**Data to examine**

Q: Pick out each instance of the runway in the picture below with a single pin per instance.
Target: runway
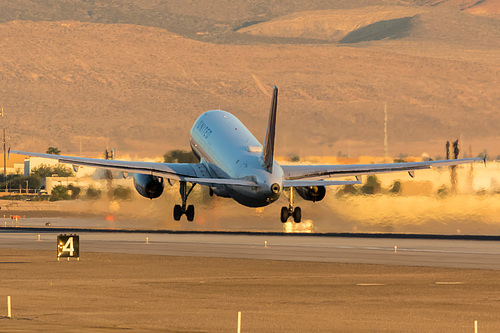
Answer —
(386, 251)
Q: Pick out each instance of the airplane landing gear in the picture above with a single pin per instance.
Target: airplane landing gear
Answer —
(286, 212)
(180, 210)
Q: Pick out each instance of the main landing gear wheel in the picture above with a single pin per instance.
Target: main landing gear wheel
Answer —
(180, 210)
(190, 213)
(297, 215)
(177, 212)
(286, 212)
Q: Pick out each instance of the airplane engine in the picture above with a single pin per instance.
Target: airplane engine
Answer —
(312, 193)
(148, 186)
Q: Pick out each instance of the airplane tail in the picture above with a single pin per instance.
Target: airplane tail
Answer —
(267, 157)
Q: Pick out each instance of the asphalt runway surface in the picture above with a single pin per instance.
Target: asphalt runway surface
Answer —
(197, 282)
(384, 251)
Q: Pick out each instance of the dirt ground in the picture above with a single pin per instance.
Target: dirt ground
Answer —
(108, 292)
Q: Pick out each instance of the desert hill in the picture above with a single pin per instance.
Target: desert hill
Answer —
(139, 89)
(135, 74)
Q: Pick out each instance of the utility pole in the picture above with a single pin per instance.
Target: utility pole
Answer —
(4, 157)
(386, 146)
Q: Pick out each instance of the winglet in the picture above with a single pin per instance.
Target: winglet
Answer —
(267, 157)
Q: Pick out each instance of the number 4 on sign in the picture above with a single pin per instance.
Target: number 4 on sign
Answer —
(68, 247)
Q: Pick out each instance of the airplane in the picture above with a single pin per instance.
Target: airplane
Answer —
(233, 164)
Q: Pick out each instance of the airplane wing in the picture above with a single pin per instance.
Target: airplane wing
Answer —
(318, 172)
(189, 172)
(305, 183)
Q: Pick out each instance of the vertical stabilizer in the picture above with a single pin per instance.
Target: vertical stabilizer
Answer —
(268, 149)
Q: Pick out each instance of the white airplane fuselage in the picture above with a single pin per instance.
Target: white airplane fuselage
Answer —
(229, 150)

**Problem statement**
Your answer should be a single number, which is the count of lines in the data above that include the word "utility".

**Exercise response**
2